Your task:
Please copy everything from the line containing "Task: mark the vertical" down through the end of the listing below, word for word and including both ends.

++++++++++++++++++++

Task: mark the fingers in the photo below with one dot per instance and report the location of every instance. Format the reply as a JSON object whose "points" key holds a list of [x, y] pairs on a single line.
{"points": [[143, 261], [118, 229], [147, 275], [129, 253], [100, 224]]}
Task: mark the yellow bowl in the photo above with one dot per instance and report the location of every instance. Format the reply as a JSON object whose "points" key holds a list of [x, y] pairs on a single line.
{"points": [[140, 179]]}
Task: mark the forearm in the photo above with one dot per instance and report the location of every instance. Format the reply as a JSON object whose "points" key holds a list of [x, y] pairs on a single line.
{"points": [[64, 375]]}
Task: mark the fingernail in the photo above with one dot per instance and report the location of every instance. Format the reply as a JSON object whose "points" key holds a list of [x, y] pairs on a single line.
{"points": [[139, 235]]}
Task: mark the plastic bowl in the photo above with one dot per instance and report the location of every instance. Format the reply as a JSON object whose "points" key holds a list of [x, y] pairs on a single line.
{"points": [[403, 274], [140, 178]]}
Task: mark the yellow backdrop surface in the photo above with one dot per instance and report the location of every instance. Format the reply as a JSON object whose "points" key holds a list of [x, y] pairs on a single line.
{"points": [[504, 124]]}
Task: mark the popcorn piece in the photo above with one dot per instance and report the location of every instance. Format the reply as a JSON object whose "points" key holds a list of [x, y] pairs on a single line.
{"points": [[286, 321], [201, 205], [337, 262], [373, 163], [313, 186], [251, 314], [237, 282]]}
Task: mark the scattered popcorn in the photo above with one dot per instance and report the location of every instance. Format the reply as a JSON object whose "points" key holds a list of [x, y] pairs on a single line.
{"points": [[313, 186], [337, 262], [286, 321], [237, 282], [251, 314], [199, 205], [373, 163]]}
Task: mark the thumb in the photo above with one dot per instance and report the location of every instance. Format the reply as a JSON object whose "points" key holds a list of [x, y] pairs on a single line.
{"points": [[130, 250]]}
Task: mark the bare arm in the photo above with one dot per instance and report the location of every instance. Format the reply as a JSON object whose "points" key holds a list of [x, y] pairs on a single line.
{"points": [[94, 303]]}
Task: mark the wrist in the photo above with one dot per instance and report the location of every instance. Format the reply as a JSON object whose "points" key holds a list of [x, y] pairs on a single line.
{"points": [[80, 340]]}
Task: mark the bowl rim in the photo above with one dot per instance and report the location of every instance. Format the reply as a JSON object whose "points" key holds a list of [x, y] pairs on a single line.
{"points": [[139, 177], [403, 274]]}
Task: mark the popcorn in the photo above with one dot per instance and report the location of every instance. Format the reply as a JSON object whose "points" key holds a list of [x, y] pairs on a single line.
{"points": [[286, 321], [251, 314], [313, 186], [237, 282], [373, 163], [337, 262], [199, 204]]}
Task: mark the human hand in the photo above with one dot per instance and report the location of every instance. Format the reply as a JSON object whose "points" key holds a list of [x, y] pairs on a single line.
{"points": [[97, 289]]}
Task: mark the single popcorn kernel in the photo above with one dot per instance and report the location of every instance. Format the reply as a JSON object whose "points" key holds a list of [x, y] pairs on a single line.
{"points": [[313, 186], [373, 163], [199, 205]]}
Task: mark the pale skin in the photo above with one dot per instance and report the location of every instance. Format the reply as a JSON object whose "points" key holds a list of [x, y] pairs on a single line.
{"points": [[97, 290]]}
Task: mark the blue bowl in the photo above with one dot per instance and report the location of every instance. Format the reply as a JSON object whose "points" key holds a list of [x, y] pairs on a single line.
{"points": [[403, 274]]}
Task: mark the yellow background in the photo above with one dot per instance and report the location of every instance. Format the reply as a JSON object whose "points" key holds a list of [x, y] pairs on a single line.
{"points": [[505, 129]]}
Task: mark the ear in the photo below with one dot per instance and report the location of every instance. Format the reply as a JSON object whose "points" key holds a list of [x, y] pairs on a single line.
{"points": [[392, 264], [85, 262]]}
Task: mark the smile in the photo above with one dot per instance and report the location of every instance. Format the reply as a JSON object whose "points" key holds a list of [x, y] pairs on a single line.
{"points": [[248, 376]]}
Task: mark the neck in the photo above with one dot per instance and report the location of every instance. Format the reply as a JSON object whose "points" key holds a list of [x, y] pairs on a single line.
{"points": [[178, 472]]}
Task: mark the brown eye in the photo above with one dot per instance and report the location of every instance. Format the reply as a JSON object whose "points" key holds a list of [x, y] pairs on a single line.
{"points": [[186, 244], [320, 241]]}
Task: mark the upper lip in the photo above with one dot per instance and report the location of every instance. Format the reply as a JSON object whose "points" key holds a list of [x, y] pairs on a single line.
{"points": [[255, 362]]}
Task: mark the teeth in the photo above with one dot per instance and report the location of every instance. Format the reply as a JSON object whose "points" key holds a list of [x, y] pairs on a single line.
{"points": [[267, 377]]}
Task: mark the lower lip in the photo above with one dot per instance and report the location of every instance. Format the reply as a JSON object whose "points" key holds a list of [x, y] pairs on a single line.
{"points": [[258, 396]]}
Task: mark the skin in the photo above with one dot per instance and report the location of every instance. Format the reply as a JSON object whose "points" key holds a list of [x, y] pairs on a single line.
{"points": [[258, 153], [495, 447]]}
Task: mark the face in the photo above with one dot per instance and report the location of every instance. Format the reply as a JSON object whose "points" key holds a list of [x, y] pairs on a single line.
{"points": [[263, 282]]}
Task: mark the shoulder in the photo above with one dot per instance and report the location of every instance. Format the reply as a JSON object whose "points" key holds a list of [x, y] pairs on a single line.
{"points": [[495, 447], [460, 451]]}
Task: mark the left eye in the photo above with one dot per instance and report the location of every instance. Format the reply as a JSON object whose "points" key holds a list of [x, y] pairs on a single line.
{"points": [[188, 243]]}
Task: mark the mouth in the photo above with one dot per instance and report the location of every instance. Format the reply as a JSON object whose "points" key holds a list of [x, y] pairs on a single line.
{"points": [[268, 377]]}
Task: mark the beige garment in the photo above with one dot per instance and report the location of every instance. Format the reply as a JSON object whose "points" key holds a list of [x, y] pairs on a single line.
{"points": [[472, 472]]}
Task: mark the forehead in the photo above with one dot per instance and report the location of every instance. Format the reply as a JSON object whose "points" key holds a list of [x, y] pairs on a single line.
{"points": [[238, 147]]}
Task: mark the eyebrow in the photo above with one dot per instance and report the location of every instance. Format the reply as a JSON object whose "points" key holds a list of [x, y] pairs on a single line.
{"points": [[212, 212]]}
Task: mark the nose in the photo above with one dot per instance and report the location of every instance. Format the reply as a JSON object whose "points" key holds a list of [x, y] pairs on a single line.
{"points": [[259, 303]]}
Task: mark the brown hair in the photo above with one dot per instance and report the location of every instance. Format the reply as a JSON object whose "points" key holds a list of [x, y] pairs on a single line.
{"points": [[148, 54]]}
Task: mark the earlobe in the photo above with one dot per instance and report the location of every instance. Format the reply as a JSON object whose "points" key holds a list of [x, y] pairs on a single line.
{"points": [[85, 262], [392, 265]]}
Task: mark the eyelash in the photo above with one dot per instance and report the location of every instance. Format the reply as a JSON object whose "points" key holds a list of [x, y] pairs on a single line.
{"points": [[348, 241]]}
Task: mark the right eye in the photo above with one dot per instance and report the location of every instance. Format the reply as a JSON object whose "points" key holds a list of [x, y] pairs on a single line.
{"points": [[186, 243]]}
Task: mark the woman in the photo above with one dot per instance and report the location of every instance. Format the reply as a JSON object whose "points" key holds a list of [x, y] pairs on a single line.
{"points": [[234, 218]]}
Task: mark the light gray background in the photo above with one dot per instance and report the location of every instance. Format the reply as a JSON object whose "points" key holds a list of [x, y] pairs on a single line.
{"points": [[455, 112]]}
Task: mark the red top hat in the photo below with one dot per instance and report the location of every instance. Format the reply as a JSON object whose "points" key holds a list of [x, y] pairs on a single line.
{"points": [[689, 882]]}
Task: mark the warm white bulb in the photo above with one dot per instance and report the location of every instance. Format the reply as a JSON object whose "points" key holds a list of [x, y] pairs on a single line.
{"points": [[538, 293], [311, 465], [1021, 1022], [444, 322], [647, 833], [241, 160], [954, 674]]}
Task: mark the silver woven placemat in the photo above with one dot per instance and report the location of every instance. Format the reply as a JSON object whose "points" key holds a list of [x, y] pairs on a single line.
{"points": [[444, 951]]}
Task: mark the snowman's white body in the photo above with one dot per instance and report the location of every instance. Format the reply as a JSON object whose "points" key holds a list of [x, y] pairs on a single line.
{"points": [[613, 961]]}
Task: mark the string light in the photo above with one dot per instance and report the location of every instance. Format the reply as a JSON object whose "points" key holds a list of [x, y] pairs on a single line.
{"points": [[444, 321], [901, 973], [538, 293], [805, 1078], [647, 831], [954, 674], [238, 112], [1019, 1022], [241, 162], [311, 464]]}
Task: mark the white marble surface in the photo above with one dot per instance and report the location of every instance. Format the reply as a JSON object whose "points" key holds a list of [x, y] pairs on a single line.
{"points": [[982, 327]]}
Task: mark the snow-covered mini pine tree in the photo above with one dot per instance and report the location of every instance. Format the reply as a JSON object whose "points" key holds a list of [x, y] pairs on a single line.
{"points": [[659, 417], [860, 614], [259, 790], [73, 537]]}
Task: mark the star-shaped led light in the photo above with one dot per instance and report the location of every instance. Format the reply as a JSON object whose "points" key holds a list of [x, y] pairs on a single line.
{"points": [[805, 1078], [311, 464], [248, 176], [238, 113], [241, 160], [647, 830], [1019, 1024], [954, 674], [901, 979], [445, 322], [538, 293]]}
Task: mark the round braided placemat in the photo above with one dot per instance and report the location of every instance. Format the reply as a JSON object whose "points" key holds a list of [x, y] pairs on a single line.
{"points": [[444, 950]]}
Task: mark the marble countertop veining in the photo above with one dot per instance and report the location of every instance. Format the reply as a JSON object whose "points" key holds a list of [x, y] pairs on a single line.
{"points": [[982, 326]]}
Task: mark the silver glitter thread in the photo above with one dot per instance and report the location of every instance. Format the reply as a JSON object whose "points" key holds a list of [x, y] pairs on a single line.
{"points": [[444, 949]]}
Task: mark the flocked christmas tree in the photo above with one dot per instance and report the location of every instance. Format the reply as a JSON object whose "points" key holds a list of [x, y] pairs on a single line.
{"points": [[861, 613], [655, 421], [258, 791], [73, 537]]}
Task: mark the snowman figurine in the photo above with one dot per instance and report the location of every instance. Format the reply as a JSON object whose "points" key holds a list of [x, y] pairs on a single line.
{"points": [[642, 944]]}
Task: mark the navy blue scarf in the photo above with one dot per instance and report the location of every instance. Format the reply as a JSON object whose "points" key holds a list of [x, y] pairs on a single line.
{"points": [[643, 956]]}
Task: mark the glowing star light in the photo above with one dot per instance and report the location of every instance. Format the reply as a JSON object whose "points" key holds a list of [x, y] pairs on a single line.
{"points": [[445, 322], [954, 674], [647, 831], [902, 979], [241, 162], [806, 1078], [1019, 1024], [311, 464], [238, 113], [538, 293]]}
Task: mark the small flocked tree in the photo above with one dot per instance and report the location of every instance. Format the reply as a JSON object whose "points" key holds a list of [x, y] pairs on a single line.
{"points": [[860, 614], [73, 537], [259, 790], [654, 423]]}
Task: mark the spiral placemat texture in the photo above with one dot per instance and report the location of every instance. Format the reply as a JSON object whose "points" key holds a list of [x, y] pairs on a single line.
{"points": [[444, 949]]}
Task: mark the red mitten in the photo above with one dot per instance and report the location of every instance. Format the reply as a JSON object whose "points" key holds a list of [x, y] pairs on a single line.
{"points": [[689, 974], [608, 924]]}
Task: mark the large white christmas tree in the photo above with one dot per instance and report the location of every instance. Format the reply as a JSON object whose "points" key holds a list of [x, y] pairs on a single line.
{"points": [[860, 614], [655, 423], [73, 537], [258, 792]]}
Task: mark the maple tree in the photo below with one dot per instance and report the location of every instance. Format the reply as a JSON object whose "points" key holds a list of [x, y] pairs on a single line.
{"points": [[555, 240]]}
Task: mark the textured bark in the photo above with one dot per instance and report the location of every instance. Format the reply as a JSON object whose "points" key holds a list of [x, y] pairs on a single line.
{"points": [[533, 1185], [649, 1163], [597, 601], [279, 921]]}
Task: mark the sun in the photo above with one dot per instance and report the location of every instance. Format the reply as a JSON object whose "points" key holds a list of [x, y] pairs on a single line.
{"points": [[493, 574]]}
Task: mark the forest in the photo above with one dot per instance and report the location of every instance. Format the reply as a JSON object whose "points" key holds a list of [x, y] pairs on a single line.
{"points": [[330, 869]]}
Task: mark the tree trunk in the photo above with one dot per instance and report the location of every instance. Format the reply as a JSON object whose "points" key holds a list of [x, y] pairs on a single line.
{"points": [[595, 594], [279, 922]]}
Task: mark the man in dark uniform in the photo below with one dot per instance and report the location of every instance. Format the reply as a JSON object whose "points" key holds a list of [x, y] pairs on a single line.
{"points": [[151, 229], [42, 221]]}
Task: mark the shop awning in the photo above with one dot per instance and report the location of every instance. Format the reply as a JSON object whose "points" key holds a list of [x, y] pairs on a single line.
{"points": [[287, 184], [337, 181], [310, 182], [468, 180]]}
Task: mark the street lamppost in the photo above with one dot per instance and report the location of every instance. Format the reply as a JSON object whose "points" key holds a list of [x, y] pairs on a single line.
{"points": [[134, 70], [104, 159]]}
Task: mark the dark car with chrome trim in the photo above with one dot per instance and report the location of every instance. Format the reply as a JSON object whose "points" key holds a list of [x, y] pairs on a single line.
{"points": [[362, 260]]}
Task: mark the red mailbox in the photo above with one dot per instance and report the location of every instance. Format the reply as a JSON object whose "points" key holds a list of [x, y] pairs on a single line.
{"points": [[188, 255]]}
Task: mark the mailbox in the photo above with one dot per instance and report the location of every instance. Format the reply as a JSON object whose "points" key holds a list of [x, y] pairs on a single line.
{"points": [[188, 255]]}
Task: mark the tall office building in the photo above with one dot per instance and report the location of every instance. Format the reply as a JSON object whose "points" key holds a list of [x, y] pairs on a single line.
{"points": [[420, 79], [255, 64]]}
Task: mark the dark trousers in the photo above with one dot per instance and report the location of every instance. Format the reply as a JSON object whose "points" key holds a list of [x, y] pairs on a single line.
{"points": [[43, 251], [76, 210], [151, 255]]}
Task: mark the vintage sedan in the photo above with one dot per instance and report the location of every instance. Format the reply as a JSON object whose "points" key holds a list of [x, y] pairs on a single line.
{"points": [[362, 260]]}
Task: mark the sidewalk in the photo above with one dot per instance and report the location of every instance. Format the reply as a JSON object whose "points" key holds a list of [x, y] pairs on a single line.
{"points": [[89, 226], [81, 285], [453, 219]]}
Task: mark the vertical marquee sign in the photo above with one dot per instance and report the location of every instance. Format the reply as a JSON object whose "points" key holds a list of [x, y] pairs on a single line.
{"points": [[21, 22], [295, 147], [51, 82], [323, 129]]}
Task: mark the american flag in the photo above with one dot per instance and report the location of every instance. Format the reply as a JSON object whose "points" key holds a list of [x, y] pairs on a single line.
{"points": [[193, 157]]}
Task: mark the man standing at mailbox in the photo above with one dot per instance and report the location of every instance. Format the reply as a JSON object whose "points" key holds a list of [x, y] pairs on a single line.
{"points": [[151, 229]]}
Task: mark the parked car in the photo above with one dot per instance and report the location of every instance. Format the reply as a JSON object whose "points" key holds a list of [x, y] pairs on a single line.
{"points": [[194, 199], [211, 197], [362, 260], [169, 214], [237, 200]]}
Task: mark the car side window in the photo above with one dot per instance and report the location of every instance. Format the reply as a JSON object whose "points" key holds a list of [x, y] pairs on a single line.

++++++++++++++++++++

Answer:
Task: mark the vertical marquee sign in the photo above with one dot per instance and report the location of every instance. Format the reply as a JSON object whose "points" key holds a list of [x, y] pairs on a single line.
{"points": [[21, 22], [295, 147], [51, 82], [323, 129]]}
Task: mark the american flag in the photo above with one dot per instance and report the location of every instance. Format the reply as a JSON object whose "points" key holds a list of [x, y] pairs on a single line.
{"points": [[193, 157]]}
Task: mark the man standing at mailbox in the photo above with one dot per instance and report the location of every instance. Format the reply as a JSON object whose "points" key holds a list of [x, y] pairs on a single line.
{"points": [[151, 229]]}
Task: mark the parked car in the photo above with one dot per instance and report the location of every instance. Format the reply as a JSON object whose "points" key holds a list of [x, y] pairs on a single line.
{"points": [[194, 199], [211, 197], [362, 260], [169, 214], [237, 200]]}
Task: mark the car side window in the photo above with one dot per instance and report the location of every instance. Format the reply as a JSON object whose "points" key holds a list of [x, y] pairs on a single line.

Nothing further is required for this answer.